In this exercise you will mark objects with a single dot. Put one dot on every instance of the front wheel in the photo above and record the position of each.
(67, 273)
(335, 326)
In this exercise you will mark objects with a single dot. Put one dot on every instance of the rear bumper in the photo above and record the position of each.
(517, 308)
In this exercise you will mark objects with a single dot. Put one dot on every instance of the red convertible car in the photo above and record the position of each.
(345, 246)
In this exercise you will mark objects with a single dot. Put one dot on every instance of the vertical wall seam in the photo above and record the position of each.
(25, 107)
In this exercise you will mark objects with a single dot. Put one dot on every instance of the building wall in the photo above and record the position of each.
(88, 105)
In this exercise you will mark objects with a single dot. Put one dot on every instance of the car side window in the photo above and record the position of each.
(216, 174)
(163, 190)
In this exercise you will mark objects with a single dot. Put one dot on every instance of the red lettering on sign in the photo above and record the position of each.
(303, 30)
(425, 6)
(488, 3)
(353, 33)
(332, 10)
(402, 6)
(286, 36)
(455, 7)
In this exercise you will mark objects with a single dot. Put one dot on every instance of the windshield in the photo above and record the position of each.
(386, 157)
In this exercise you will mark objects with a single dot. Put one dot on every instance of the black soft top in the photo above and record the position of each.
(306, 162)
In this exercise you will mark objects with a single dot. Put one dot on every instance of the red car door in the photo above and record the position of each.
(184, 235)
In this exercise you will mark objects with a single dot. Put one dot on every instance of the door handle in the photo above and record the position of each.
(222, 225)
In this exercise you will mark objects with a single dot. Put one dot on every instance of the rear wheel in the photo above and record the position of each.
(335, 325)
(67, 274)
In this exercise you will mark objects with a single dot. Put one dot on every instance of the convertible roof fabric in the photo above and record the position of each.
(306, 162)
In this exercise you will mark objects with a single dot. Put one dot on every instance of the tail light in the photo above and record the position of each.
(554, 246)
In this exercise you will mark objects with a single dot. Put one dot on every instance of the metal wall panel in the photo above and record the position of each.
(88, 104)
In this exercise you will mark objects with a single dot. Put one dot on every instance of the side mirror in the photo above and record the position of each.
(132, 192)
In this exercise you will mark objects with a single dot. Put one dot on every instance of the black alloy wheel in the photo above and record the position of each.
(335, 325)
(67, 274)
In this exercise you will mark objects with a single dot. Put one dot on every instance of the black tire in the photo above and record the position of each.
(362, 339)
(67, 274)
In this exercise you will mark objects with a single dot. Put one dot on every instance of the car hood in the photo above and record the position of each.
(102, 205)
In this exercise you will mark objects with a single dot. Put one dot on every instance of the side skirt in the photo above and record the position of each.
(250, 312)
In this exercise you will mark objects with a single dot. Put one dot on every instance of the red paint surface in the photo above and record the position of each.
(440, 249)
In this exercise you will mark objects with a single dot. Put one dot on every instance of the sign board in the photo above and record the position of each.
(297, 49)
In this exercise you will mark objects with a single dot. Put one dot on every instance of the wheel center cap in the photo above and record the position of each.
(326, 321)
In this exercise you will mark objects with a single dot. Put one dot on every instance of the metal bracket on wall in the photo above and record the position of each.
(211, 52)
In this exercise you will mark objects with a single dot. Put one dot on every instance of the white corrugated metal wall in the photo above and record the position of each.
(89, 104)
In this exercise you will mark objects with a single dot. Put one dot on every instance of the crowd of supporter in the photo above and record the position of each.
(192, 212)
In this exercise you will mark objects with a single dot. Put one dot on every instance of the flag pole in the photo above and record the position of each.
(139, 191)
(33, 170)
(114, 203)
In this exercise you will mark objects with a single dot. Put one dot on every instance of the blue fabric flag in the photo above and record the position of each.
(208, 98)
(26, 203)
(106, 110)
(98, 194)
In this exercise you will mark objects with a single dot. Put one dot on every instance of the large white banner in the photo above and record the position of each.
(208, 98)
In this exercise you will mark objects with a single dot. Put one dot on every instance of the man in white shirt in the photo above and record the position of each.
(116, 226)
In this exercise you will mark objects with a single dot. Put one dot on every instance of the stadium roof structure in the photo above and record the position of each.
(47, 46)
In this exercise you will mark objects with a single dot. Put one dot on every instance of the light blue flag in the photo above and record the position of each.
_____
_Requirement_: Add 10 to every number in the coordinate pairs of the data starting at the line that contains "of the stadium" and ending at the last line of the data. Write out every line in that range, including the lines that hold no coordinates.

_Solution to this task_:
In this exercise you will mark objects with a single dot. Put one dot on every instance of the stadium roof structure in the photo above and record the position of each.
(57, 56)
In this exercise you will mark objects with a single dot. Put one dot on every instance of the light blue flag in the photo above and record the position of each.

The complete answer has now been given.